__Instruction__. Collect every line in the entries below that contains the string "cone" and copy each one verbatim.

(Data extracted from a collection)
-- Start --

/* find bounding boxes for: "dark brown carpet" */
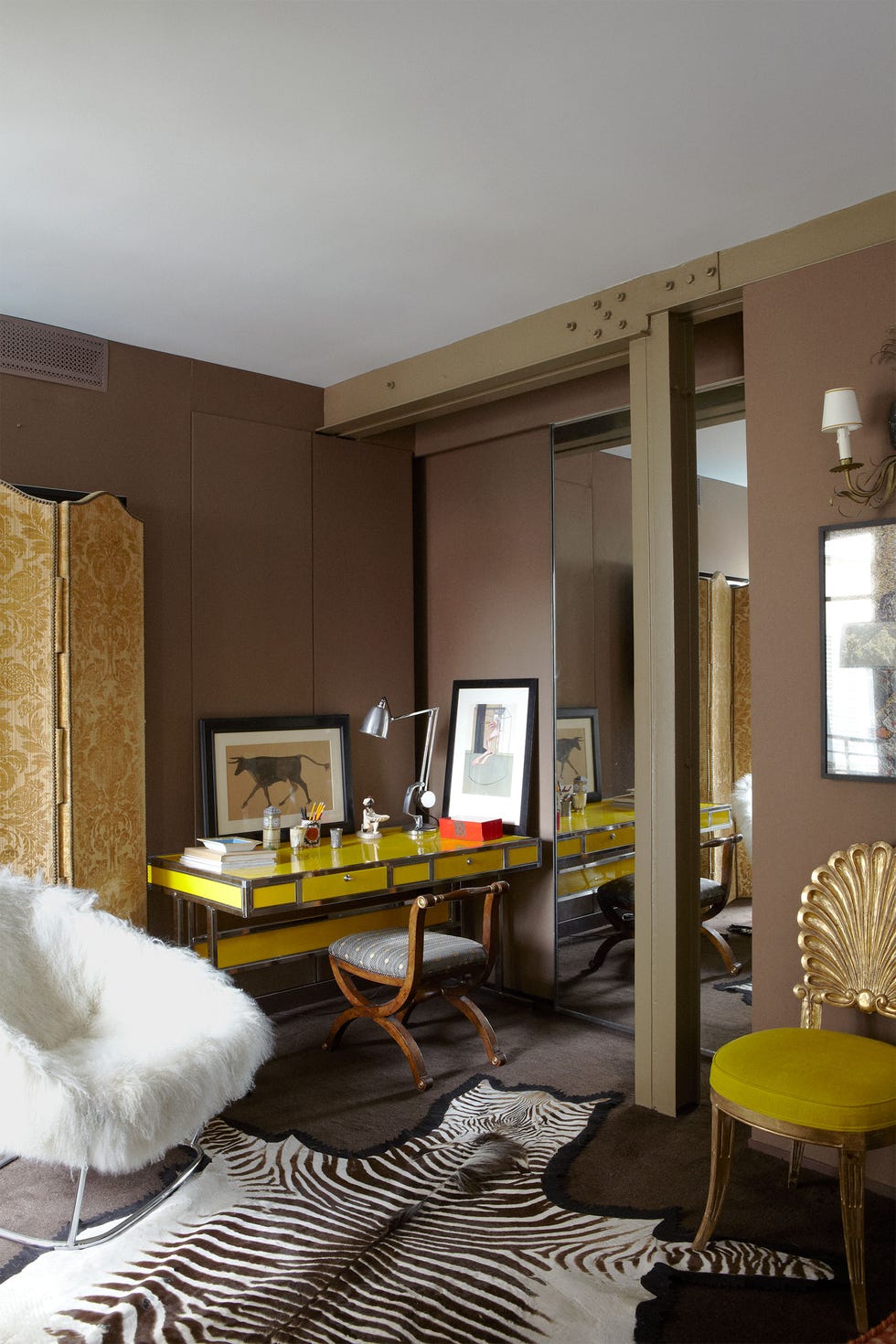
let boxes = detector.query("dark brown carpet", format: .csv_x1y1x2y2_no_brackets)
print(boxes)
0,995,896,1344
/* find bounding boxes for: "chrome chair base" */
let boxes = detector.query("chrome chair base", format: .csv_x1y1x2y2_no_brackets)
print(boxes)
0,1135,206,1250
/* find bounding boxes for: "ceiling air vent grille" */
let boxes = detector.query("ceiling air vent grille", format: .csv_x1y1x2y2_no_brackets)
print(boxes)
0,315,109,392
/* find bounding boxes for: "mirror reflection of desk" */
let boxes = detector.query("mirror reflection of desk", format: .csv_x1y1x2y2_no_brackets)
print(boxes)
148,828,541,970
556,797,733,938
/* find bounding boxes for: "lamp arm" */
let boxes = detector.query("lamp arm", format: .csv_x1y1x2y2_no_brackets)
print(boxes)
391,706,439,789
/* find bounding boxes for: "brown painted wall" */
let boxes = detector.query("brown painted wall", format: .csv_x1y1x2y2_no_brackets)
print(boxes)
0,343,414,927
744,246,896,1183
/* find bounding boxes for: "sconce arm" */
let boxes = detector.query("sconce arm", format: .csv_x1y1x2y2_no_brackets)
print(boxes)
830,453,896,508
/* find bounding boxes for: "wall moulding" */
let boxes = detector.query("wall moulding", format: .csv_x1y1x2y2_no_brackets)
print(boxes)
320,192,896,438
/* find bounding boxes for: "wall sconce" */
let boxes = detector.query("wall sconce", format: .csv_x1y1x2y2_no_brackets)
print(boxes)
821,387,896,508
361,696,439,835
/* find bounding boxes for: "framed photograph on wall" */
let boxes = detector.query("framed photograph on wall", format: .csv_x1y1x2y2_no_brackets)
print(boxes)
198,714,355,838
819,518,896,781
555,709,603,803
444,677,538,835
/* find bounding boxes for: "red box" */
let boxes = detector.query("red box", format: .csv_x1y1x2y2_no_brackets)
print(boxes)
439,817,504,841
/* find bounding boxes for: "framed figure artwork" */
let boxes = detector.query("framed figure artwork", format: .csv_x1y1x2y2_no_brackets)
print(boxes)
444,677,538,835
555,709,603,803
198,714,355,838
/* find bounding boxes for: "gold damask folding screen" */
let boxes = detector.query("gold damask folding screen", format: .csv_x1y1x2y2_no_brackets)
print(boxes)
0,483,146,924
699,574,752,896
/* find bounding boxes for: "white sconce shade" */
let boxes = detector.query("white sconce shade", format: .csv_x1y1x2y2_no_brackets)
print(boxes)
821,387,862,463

-- End --
-- Start --

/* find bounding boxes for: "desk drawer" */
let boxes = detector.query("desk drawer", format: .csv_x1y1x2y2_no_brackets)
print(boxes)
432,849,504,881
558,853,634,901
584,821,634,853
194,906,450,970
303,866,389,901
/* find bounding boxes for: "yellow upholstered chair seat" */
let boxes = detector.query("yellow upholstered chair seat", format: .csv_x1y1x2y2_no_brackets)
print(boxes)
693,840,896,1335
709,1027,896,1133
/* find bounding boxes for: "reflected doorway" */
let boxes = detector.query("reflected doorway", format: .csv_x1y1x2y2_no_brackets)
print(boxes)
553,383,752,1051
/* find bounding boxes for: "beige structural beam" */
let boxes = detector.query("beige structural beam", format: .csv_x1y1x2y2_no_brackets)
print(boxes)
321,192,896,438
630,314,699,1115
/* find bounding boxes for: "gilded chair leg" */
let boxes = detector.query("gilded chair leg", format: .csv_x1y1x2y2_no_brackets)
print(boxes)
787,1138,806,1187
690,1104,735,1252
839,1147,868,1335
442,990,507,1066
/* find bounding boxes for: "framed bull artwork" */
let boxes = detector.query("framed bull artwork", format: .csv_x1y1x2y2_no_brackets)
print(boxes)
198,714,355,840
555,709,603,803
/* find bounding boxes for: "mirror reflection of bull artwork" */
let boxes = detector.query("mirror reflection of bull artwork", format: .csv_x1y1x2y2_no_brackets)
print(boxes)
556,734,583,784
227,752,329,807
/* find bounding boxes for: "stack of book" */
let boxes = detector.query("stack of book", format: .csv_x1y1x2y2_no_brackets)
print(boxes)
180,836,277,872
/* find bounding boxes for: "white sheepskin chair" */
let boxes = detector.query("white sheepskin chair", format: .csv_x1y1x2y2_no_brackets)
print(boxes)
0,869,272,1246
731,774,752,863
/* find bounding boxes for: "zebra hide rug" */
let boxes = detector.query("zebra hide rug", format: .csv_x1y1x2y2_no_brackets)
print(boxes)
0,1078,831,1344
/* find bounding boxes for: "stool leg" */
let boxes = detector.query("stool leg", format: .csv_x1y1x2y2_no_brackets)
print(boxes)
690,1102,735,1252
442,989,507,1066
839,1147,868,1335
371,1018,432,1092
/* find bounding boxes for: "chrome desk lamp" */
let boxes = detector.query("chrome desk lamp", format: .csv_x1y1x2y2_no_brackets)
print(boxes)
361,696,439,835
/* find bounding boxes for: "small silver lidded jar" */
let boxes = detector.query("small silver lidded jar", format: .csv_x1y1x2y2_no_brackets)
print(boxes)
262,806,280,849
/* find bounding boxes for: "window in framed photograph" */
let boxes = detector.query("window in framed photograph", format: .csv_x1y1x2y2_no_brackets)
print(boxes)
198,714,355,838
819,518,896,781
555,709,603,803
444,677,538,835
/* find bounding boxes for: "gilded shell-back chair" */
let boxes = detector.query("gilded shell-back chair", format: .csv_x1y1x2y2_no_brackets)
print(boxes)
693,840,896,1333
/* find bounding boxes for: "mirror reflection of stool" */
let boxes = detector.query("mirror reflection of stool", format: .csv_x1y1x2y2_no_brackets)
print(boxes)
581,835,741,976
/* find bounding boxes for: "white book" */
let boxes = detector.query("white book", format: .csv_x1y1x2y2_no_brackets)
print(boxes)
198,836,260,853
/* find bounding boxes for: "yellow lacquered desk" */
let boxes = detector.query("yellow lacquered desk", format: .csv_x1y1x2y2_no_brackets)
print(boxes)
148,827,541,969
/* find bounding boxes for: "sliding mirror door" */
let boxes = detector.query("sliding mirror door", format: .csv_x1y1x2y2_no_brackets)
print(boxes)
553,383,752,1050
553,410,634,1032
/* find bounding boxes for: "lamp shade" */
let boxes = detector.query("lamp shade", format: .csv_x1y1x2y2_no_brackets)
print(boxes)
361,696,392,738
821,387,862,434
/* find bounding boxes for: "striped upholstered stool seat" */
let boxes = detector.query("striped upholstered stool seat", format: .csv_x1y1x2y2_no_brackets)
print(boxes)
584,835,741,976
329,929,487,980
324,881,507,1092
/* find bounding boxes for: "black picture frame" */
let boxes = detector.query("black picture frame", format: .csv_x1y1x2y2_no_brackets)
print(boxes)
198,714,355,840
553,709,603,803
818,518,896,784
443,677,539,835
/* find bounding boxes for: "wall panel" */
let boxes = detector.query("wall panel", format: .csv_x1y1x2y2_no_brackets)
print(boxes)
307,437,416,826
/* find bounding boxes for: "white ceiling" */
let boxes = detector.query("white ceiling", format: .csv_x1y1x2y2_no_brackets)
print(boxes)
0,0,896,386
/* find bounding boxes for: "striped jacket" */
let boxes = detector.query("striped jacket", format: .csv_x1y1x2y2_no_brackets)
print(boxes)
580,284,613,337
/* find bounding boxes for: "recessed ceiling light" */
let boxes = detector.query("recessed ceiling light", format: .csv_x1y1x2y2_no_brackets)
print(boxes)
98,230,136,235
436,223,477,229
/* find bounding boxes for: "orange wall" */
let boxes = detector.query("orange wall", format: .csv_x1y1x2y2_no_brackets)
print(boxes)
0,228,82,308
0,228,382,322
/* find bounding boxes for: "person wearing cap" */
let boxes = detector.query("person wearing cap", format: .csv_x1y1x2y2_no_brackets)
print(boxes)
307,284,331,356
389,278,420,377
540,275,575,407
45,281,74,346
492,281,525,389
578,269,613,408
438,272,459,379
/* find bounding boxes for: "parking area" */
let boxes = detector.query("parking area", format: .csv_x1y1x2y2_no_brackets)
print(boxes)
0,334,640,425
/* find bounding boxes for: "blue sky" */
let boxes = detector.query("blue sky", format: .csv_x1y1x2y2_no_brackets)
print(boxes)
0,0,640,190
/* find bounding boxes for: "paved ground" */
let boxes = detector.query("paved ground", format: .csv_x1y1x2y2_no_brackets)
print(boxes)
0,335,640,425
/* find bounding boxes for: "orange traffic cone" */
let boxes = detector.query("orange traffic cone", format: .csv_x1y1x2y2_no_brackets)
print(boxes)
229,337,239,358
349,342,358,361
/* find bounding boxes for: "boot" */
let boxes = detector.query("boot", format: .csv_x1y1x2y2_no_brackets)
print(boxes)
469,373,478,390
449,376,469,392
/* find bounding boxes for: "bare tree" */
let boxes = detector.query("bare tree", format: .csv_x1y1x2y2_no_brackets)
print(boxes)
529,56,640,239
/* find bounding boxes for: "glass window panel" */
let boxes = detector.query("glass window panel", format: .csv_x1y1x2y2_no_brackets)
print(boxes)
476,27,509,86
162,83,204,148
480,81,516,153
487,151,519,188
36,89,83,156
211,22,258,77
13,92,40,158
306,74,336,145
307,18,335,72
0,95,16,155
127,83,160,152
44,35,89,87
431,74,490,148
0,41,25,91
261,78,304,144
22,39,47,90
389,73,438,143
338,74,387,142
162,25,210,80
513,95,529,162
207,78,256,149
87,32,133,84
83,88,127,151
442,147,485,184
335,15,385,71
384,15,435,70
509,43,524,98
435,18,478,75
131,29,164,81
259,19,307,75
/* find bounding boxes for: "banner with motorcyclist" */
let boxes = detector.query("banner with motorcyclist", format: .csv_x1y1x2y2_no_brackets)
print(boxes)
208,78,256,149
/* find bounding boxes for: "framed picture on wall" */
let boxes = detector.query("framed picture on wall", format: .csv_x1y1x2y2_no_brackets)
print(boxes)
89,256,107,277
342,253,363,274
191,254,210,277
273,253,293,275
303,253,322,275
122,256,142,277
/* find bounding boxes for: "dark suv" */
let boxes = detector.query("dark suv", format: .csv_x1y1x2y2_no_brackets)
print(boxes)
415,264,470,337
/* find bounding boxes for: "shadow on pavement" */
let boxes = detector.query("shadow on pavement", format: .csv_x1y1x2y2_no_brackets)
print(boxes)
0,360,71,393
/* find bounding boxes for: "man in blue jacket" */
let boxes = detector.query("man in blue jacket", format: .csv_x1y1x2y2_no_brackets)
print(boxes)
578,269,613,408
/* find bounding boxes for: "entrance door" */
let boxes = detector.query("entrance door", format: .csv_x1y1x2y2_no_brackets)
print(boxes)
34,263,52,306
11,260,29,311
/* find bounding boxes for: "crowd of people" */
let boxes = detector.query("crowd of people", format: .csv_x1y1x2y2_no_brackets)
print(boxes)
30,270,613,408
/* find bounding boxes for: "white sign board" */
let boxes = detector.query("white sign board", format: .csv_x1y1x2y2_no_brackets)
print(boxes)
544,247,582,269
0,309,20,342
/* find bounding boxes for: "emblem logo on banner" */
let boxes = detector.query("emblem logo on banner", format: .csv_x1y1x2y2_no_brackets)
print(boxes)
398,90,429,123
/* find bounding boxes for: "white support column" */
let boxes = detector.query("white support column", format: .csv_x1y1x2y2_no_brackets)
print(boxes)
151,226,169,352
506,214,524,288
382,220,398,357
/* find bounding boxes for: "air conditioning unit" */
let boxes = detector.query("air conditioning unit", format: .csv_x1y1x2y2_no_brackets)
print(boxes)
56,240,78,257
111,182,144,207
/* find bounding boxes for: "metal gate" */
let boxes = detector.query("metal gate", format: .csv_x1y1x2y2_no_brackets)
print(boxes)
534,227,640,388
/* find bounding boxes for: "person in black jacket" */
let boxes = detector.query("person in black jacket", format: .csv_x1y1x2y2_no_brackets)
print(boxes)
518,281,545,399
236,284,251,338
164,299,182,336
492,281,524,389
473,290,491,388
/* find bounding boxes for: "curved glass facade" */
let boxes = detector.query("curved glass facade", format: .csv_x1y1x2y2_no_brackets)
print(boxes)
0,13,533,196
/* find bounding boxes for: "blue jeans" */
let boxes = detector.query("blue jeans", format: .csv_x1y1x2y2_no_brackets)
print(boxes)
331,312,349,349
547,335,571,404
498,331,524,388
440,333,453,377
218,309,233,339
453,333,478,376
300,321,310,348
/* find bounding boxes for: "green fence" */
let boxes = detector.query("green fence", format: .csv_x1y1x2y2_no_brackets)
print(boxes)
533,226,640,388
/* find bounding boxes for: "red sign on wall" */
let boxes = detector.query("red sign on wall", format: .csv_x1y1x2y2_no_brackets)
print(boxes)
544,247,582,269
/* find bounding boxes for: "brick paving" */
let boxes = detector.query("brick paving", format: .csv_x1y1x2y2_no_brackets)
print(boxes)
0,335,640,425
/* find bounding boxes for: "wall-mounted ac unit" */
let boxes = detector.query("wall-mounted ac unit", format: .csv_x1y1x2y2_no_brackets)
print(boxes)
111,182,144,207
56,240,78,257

-- End --
-- Start --

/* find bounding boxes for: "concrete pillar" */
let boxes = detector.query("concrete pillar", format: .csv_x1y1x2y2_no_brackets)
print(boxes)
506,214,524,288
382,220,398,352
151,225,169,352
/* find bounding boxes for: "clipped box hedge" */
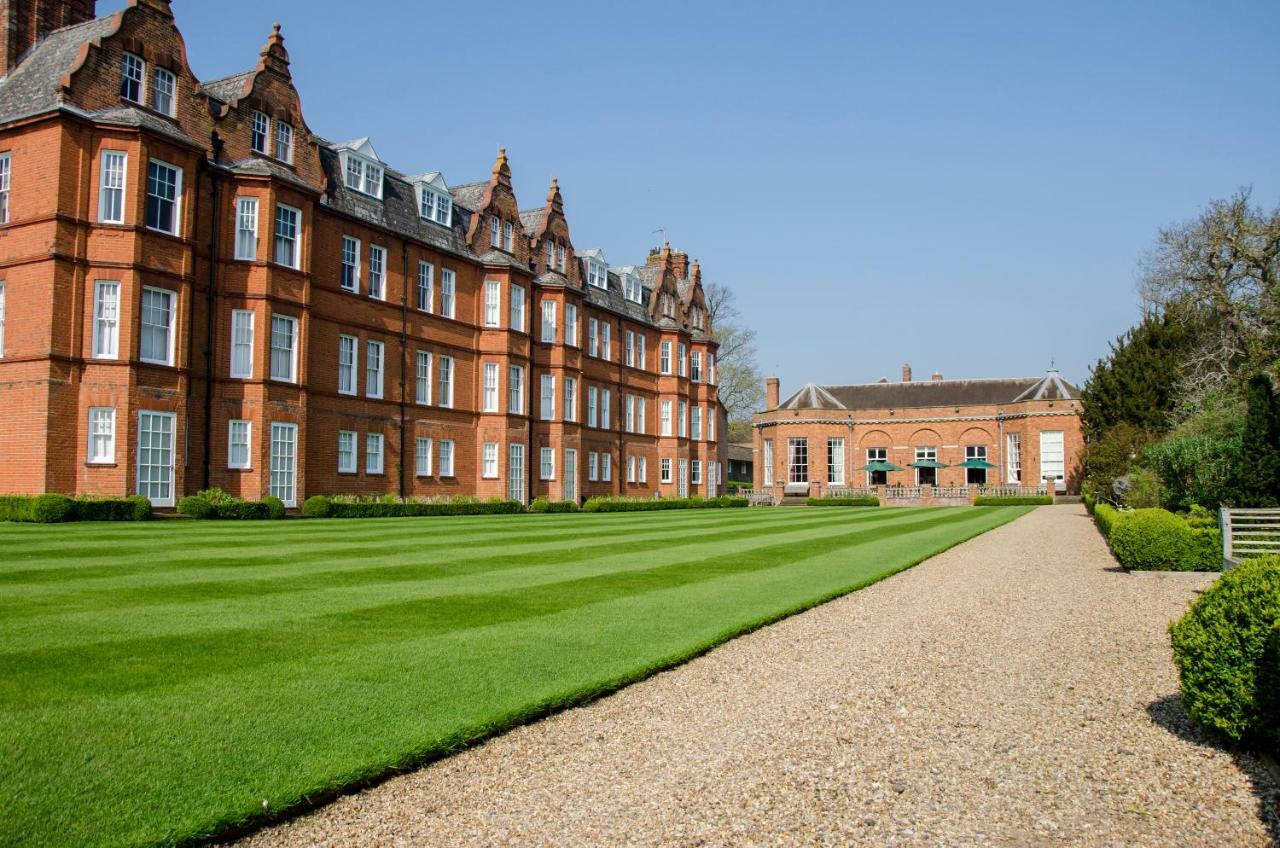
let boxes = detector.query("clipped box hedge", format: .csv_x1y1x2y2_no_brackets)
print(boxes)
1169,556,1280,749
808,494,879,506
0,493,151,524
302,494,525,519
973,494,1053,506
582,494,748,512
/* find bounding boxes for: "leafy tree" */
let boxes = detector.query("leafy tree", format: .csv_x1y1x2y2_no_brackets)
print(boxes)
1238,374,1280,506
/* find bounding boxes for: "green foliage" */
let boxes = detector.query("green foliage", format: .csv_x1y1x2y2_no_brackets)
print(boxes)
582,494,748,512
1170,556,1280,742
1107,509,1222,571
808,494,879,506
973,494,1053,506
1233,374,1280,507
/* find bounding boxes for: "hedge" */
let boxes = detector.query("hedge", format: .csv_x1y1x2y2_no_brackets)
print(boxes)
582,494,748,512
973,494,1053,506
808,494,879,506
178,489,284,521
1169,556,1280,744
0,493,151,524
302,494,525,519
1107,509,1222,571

-- End --

__Exercise answer__.
/* find bounding boxes for: "orange traffic cone" */
let boxes = detector.query("orange traffic cone", format: .csv_x1y1x2y2_no_brackets)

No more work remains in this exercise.